§ Text shown
— START —

# Introduction
This notebook is used to combine the cleaned versions of all datasets used in this project into one joined dataframe. This data will then be exported as a csv to be used in the main project.

# Datasets
The following datasets will be merged
- Weather Dataset
- MPD (Milwaukee Police Department) Dataset

# Imports
These are the libraries that will be relvant for cleaning this dataset.

In [None]:
import pandas as pd
import numpy as np

# Cleaning the Dataset
The following sections walk through the steps used to combine the weather dataset into the MPD dataset.

## Load the Raw Data
This section loads the raw data and examines how it is originally formatted.

### Load the MPD Data

In [None]:
mpd_data = pd.read_csv("mpd_data_cleaned.csv")

In [None]:
mpd_data.head()

### Load the Weather Data

In [None]:
weather_data = pd.read_csv("weather_data_cleaned.csv")

In [None]:
weather_data.head()

## Fix Feature Formats
The features are likely in the wrong formats based on what they have just been loaded as. They must be changed to their correct types in order for the merge to work.

### Fixing Feature Formats in the MPD Dataset

In [None]:
mpd_data.info()

Many of the features in the MPD dataset are improperly formatted. The district, nature, status, primaryStreetName, primaryStreetSuffix, secondaryStreetName, and secondaryStreetSuffix all need to become categorical features. The datetime feature needs to be changed to datetime.

In [None]:
mpd_data['district'] = mpd_data['district'].astype('category')
mpd_data['nature'] = mpd_data['nature'].astype('category')
mpd_data['status'] = mpd_data['status'].astype('category')
mpd_data['primaryStreetName'] = mpd_data['primaryStreetName'].astype('category')
mpd_data['primaryStreetSuffix'] = mpd_data['primaryStreetSuffix'].astype('category')
mpd_data['secondaryStreetName'] = mpd_data['secondaryStreetName'].astype('category')
mpd_data['secondaryStreetSuffix'] = mpd_data['secondaryStreetSuffix'].astype('category')
mpd_data['datetime'] = pd.to_datetime(mpd_data['datetime'], infer_datetime_format=True)

### Fixing Feature Formats in the MPD Dataset

In [None]:
weather_data.info()

Everything looks good with the weather data except for datetime and weatherDesc. WeatherDesc needs to become a categorical feature and datetime needs to become a datetime feature.

— END —

§ Goal A
Copy out the notebook's passage starting with "## Fix Feature" and going on through "mpd_data['district'] = mpd_data['district'].astype('category')", switching "merge" to "join".
§ Goal B
According to the notebook, which two datasets are merged?
§ Goal C
For each statement, decide whether the notebook supports it, and answer yes or no with the notebook's deciding words: (i) The combined data will be exported as a csv. (ii) In the weather data, datetime is the only feature that needs a new type. (iii) The district feature in the MPD dataset must become categorical.
The items that come next bear no relation to the notebook.

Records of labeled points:
— START —

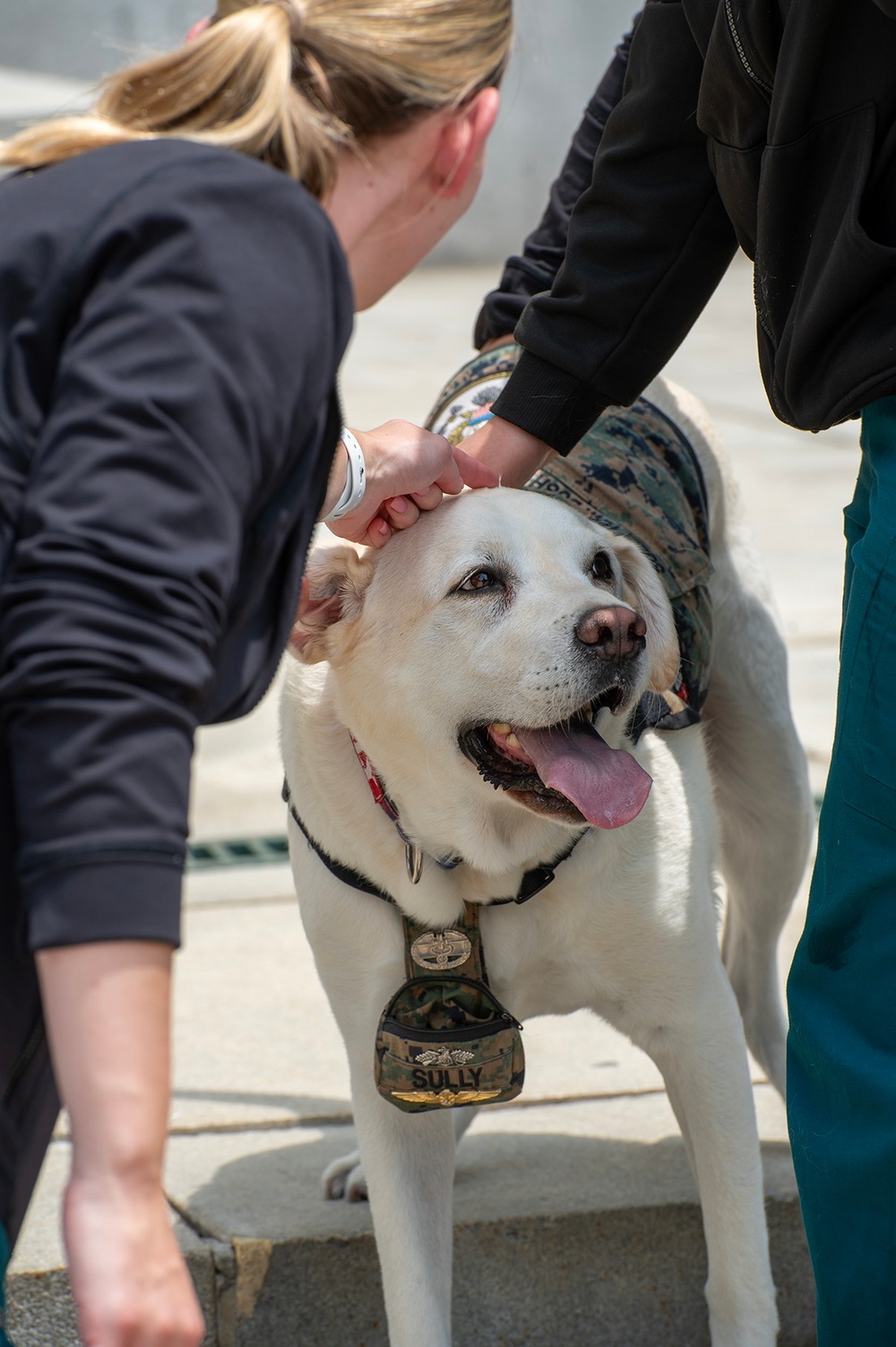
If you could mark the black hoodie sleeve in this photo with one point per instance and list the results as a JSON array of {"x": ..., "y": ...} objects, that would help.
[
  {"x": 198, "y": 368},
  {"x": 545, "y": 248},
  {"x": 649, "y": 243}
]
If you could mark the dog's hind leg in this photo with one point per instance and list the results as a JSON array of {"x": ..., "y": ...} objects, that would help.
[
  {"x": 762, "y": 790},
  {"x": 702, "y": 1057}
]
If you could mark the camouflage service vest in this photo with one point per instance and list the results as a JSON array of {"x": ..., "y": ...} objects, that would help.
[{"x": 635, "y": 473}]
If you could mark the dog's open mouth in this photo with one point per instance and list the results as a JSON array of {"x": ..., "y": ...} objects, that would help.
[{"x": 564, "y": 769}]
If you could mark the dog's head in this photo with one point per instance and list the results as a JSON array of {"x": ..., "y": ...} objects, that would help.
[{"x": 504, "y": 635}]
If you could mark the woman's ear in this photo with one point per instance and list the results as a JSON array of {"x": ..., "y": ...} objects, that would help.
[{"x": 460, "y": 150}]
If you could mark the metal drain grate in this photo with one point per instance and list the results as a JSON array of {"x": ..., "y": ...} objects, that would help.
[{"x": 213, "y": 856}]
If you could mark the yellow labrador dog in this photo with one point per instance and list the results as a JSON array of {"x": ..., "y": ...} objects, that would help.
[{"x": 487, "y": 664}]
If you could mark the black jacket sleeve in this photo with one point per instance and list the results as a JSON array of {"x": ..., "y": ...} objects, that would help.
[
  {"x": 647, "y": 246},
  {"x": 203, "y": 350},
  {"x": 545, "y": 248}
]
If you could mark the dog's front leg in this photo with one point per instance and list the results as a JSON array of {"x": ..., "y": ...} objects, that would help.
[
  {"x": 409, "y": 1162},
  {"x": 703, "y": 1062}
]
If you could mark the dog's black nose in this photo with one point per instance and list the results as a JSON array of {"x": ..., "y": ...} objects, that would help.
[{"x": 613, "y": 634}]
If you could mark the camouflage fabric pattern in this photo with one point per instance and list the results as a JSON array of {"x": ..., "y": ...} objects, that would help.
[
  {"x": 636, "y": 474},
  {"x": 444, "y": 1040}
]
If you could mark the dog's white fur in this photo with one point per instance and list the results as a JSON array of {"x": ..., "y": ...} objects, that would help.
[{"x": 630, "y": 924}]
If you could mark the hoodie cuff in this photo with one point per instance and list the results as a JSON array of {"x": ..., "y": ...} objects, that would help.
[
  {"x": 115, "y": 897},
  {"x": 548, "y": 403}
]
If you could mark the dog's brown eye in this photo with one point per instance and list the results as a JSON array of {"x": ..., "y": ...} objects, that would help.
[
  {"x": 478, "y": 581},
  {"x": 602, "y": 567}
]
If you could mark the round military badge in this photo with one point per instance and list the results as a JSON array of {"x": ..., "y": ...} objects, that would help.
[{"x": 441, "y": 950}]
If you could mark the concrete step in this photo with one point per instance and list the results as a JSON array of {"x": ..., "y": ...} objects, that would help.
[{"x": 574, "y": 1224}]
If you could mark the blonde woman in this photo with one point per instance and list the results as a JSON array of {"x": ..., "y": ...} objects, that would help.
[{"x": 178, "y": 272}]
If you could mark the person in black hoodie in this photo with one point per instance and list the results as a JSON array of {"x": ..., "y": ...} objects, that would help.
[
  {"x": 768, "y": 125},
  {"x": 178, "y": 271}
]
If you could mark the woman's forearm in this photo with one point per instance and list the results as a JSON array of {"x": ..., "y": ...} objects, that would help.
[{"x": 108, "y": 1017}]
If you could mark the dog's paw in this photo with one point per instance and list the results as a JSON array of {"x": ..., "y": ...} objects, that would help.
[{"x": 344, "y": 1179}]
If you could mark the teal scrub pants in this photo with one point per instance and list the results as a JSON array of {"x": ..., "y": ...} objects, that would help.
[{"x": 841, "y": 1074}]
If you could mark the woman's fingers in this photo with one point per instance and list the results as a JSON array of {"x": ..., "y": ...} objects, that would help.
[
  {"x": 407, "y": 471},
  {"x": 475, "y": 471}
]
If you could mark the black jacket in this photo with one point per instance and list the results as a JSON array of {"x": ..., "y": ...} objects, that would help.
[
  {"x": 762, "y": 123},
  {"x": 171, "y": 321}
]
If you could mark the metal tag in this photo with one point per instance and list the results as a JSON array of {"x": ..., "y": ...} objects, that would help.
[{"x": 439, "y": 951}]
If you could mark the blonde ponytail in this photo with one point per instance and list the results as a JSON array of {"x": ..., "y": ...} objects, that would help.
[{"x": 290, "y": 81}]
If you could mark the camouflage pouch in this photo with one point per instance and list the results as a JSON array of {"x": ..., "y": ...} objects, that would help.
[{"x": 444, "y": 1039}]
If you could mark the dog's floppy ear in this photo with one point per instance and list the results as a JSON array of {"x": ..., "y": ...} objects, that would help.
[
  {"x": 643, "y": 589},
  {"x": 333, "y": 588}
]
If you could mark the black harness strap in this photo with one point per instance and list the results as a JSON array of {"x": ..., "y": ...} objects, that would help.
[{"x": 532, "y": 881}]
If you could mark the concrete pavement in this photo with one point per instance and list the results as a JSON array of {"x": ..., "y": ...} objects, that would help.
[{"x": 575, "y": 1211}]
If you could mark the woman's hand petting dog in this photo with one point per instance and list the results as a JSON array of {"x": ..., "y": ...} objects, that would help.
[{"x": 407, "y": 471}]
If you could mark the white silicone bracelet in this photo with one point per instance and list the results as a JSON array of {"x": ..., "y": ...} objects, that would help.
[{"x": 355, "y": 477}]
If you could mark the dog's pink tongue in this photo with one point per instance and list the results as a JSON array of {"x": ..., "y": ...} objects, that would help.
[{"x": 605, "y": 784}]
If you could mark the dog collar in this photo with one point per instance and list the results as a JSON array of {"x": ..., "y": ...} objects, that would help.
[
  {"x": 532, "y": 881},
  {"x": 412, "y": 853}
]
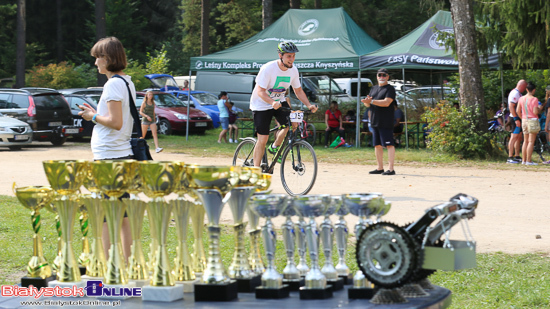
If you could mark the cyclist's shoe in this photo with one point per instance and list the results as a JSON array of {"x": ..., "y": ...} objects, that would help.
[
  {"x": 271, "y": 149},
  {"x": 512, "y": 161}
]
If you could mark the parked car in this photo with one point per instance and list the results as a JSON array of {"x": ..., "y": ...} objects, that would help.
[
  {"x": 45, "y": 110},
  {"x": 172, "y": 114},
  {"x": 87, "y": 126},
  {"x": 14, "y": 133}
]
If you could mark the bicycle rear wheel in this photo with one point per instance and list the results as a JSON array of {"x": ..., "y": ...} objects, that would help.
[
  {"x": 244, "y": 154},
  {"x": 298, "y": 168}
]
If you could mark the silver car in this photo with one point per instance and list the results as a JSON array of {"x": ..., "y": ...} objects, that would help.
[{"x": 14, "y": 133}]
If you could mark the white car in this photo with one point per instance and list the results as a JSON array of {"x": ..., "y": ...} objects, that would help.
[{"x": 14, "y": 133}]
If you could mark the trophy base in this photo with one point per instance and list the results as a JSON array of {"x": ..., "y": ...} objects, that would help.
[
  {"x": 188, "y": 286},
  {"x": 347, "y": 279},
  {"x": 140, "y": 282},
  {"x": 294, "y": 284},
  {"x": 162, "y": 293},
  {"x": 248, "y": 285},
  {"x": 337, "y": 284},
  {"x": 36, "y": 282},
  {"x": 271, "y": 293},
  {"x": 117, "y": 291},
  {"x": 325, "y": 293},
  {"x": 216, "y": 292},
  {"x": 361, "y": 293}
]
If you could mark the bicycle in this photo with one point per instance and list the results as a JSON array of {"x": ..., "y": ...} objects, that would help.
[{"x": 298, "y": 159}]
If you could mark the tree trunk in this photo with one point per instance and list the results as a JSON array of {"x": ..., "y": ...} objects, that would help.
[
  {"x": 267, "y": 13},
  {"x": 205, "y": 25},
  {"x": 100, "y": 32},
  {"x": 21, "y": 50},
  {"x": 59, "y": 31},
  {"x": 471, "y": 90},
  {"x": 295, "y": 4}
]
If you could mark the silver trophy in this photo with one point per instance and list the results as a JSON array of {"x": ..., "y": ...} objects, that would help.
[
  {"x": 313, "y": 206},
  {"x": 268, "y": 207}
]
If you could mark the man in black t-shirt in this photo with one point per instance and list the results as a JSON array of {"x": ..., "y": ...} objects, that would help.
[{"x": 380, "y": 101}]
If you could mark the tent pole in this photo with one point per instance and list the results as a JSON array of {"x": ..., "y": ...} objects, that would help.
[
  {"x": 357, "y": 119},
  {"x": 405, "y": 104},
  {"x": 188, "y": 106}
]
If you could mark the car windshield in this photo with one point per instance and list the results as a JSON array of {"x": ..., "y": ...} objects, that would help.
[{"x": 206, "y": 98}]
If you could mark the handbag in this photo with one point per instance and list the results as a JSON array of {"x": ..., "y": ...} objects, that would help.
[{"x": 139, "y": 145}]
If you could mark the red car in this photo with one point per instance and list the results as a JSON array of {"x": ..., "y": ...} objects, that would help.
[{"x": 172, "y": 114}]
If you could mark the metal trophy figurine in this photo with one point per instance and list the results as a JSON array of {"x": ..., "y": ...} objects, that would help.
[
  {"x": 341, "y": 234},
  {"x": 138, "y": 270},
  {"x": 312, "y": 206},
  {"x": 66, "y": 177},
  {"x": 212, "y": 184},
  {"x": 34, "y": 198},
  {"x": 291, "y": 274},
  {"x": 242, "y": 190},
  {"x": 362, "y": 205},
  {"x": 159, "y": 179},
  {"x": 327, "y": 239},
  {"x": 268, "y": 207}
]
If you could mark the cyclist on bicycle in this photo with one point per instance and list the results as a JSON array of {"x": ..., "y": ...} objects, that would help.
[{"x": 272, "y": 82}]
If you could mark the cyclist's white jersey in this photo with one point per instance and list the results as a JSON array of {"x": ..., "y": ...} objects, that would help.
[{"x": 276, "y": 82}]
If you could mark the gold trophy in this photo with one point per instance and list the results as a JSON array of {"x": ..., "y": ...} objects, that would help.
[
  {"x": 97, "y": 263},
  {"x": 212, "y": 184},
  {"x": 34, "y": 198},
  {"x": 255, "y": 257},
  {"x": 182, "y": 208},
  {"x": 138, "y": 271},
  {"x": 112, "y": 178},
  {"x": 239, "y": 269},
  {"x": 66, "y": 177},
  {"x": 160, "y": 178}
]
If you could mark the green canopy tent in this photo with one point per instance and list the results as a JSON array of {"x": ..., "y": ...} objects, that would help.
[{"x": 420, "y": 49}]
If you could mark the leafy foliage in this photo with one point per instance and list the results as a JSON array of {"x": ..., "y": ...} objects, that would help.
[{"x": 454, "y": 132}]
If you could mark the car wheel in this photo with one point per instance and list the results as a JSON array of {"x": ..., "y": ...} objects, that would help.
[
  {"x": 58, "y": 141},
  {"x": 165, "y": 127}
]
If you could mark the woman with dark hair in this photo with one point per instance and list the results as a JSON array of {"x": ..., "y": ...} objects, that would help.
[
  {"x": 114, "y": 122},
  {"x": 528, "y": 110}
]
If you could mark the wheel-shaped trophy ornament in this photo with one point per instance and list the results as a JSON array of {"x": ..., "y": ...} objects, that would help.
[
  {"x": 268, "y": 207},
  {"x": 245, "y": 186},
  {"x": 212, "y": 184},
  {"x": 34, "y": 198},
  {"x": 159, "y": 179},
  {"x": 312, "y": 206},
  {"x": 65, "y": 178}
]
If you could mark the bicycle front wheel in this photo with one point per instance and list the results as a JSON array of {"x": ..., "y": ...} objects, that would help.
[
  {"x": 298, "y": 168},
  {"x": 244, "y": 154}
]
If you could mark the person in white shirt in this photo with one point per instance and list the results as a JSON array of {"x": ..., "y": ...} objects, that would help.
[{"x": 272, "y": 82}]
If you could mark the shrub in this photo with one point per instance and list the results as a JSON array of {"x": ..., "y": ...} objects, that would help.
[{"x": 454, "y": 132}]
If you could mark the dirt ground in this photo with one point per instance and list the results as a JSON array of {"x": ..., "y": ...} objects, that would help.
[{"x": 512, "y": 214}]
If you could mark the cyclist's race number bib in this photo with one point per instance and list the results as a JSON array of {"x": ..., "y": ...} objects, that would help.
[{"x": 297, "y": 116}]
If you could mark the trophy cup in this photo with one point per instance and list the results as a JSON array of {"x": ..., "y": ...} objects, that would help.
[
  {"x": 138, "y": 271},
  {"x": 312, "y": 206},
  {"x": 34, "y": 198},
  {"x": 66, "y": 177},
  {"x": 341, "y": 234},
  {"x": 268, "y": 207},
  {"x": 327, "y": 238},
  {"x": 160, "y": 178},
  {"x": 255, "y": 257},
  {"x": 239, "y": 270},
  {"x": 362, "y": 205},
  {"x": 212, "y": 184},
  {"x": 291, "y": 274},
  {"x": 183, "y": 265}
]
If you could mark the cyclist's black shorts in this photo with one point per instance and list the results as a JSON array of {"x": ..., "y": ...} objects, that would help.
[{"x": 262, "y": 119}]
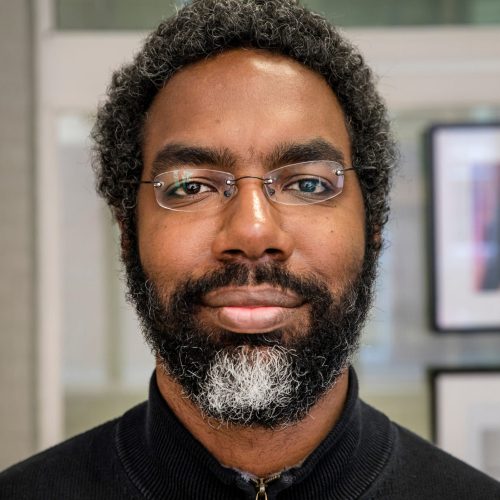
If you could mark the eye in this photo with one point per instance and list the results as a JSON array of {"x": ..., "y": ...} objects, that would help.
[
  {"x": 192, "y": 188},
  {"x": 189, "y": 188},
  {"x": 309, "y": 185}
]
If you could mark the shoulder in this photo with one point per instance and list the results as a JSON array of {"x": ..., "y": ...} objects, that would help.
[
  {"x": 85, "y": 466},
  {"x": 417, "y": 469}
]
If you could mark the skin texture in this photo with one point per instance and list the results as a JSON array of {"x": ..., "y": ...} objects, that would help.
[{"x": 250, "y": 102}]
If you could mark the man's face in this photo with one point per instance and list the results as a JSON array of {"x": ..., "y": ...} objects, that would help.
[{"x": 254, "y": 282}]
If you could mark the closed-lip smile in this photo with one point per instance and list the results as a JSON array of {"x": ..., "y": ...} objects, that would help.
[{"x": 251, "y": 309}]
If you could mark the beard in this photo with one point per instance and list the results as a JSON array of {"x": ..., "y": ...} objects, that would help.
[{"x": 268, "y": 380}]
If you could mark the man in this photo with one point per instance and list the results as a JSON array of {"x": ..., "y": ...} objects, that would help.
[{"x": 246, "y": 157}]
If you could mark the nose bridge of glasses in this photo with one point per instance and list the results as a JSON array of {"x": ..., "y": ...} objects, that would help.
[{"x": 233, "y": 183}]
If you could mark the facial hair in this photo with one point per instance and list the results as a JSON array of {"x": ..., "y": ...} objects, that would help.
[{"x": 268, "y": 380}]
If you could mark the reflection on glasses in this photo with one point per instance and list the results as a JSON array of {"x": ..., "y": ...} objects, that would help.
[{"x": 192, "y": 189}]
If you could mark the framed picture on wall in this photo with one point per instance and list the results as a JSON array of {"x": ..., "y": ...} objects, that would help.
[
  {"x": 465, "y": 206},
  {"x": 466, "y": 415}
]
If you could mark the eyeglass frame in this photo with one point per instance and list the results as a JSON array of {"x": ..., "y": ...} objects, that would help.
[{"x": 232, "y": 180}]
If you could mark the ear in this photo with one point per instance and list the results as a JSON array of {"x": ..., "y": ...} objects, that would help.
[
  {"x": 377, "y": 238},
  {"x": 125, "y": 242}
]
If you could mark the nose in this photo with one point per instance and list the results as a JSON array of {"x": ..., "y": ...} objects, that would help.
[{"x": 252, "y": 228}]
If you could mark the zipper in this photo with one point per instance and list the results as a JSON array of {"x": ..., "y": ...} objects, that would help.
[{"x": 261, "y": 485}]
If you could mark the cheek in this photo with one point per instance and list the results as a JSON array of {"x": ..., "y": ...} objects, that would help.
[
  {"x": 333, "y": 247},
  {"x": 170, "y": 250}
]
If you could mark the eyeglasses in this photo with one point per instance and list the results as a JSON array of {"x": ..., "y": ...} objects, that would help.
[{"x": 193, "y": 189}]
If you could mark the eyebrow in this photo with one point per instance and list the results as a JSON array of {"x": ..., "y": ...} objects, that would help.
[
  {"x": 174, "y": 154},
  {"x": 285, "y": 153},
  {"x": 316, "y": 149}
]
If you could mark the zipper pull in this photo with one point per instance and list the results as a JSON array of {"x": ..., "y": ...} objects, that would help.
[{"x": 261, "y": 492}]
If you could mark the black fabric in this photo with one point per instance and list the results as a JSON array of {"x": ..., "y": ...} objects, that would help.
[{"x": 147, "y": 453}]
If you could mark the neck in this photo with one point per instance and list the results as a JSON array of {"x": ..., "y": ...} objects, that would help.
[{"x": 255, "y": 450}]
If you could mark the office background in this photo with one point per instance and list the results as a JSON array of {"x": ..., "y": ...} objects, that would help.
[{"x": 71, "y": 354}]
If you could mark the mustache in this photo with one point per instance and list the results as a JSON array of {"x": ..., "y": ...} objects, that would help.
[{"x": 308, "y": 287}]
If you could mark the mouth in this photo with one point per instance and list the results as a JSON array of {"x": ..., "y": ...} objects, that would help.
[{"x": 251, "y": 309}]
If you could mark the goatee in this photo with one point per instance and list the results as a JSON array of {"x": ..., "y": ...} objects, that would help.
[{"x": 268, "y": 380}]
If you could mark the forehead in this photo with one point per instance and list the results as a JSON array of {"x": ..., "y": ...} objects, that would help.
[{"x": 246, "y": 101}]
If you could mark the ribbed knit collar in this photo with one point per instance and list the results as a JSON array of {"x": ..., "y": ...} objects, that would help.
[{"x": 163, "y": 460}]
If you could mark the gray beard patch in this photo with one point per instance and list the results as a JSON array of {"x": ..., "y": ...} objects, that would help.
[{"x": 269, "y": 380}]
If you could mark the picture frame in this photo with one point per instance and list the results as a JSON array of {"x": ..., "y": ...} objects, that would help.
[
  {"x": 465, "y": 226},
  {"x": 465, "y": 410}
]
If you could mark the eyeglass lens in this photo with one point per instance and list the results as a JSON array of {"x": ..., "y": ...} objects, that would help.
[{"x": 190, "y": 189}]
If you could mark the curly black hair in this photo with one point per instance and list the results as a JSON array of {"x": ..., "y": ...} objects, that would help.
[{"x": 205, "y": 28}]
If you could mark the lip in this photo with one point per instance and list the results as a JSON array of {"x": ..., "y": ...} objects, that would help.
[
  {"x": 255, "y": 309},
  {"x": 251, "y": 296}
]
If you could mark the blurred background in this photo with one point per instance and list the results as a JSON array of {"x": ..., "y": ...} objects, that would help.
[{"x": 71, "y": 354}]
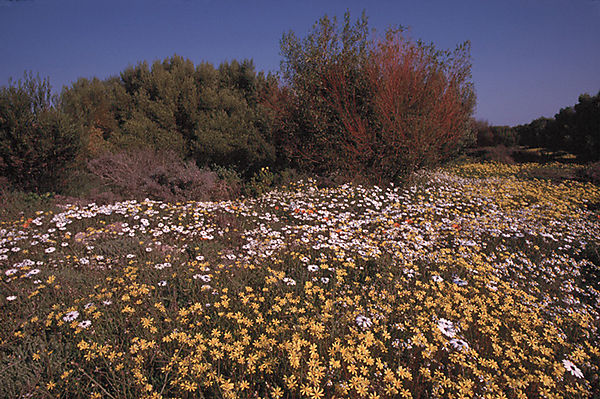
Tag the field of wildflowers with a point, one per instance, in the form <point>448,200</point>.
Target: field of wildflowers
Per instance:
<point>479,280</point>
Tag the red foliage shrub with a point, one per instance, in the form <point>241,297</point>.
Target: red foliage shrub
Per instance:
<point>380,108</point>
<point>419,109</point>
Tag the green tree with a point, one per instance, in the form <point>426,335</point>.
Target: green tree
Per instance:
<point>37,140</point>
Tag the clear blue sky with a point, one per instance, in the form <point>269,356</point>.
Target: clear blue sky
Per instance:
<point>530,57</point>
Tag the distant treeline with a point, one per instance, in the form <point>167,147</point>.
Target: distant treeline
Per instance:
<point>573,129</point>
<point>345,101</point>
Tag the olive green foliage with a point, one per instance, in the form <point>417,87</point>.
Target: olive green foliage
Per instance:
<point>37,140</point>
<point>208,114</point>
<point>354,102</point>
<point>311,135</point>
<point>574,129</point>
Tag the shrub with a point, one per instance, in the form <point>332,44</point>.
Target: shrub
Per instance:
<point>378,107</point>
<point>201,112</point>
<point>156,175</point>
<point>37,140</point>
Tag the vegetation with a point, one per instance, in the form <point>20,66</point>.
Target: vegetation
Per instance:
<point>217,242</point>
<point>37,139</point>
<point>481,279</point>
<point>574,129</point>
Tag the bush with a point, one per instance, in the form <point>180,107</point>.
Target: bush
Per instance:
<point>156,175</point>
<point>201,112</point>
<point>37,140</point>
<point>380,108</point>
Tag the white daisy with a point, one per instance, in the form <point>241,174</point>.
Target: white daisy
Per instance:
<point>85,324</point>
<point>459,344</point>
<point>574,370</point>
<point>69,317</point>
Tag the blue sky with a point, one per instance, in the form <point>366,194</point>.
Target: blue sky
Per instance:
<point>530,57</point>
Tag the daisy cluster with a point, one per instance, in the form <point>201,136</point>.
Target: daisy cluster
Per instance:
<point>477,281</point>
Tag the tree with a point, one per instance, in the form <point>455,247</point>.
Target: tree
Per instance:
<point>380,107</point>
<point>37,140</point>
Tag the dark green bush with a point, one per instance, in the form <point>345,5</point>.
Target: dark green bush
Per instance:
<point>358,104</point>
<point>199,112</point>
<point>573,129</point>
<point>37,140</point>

— END —

§ Correct output A
## Fix Feature Formats
The features are likely in the wrong formats based on what they have just been loaded as. They must be changed to their correct types in order for the join to work.

### Fixing Feature Formats in the MPD Dataset

In [None]:
mpd_data.info()

Many of the features in the MPD dataset are improperly formatted. The district, nature, status, primaryStreetName, primaryStreetSuffix, secondaryStreetName, and secondaryStreetSuffix all need to become categorical features. The datetime feature needs to be changed to datetime.

In [None]:
mpd_data['district'] = mpd_data['district'].astype('category')

§ Correct output B
The Weather Dataset and the MPD (Milwaukee Police Department) Dataset.

§ Correct output C
(i) Yes: "This data will then be exported as a csv to be used in the main project."
(ii) No: "Everything looks good with the weather data except for datetime and weatherDesc."
(iii) Yes: "The district, nature, status, primaryStreetName, primaryStreetSuffix, secondaryStreetName, and secondaryStreetSuffix all need to become categorical features."